## EXERCISE PASSAGE
::::
The following obituary is stolen from The Guardian, a leading British daily newspaper. 



Keeping quiet for the sake of a song 

OTHER musicians revered Texan song writer Townes Van Zandt who has died of a heart attack aged 52,
but he made real efforts, helped by a sluggish work-rate and a small-scale touring schedule to remain
thoroughly obscure to the public. 

Van Zandt's low visibility seems all the more extraordinary considering the number of successful cover
versions of his songs. There was the Willie Nelson/Merle Haggard duet on Pancho And Lefty, Emylou
Harris and Don Gibson's hit version of If I Needed You. Nanci Griffith's recording of Tecumseh Valley.
Other people who recorded or performed his work included Steve Earle, Bob Dylan, Mudhoney and The
Tindersticks, and last year Nashville singer Jonell Mosser released a Van Zandt album, Around Townes.
::::
## SET OF TASKS
**A)** In the Van Zandt obituary, what makes his low public visibility seem all the more extraordinary? Answer in one to three sentences.
**B)** Carry on the obituary of Townes Van Zandt, starting after its last sentence.
The listing has no connection to the obituary.

(Dataset items)
::::
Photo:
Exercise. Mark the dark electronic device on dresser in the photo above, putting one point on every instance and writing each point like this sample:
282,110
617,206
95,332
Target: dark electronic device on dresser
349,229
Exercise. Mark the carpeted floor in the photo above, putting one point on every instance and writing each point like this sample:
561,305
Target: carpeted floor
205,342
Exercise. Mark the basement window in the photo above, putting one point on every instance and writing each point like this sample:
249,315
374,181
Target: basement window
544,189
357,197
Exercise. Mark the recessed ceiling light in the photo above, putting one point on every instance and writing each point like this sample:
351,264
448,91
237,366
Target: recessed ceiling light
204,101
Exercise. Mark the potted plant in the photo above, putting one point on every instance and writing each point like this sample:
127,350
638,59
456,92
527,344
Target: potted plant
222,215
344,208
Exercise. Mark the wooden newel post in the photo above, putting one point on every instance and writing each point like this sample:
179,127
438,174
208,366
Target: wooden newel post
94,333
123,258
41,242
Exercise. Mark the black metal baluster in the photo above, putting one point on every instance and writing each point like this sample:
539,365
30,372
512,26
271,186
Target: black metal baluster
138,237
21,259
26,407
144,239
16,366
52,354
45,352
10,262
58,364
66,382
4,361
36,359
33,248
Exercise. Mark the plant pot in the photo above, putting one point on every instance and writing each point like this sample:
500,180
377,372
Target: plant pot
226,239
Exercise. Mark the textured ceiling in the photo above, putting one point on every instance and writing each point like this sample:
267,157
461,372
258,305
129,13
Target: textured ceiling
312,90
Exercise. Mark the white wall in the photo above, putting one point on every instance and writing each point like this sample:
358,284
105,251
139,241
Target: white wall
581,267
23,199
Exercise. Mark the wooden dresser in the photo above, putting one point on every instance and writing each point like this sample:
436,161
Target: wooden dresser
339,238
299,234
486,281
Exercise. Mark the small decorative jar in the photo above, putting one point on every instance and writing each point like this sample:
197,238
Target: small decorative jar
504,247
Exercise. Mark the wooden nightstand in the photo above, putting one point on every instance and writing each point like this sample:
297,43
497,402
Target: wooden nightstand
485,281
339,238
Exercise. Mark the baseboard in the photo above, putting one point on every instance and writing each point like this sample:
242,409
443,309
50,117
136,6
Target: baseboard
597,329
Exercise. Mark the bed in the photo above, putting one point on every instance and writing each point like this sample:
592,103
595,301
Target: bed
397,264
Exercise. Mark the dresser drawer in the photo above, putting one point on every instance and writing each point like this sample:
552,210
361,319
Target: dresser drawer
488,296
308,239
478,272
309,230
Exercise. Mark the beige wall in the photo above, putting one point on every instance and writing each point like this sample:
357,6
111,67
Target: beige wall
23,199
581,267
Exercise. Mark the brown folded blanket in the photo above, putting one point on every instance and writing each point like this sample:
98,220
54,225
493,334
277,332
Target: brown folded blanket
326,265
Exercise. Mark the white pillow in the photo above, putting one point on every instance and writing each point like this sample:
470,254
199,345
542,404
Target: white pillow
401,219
::::
## TASK RESPONSES
**A)** His low visibility seems all the more extraordinary because of the many successful cover versions of his songs. These include the Willie Nelson/Merle Haggard duet on Pancho And Lefty, Emylou Harris and Don Gibson's hit version of If I Needed You, and Nanci Griffith's recording of Tecumseh Valley.

**B)**
Van Zandt was born in Fort Worth, Texas into a prominent oil family - Van Zandt County and Texas
University's Townes Hall were named after them - and it was a Van Zandt who drafted the constitution
of Texas. As a child, Townes frequently ran away from home in rebellion and was treated for
schizophrenia as a teenager. "Fifty per cent of the fan mail I get is from mental hospitals," Townes
commented 30 years later. 

In the early 1960s, he ended up in Houston but was so unsuccessful as a musician that, having slept on
deserted concert stages and lived on dog food, he volunteered for the United States ASir Force but was
rejected because of his psychiatric history. 

In 1968, he moved to Nashville and recorded his first album For The Sake of The Song, with Johnny
Cash's producer Jack Clement. The disc mixed rowdy bar-room tunes with grimmer material like
Tecumseh Valley and Waiting Round to Die. Themes of depression, dislocation and fatalism, leavened
by deadpan humour figured prominently in his songwriting. The dark, haunted quality of his songs
frequently reminded listeners of Hank Williams, whom. Van Zandt revered and believed that he would
follow to an early grave. Bob Dylan's lyrics and the guitar-playing of bluesman Lightning Hopkins were
was further inspirations, while he was not the first Texan to discover the inspirational qualities of the
Lone Star state.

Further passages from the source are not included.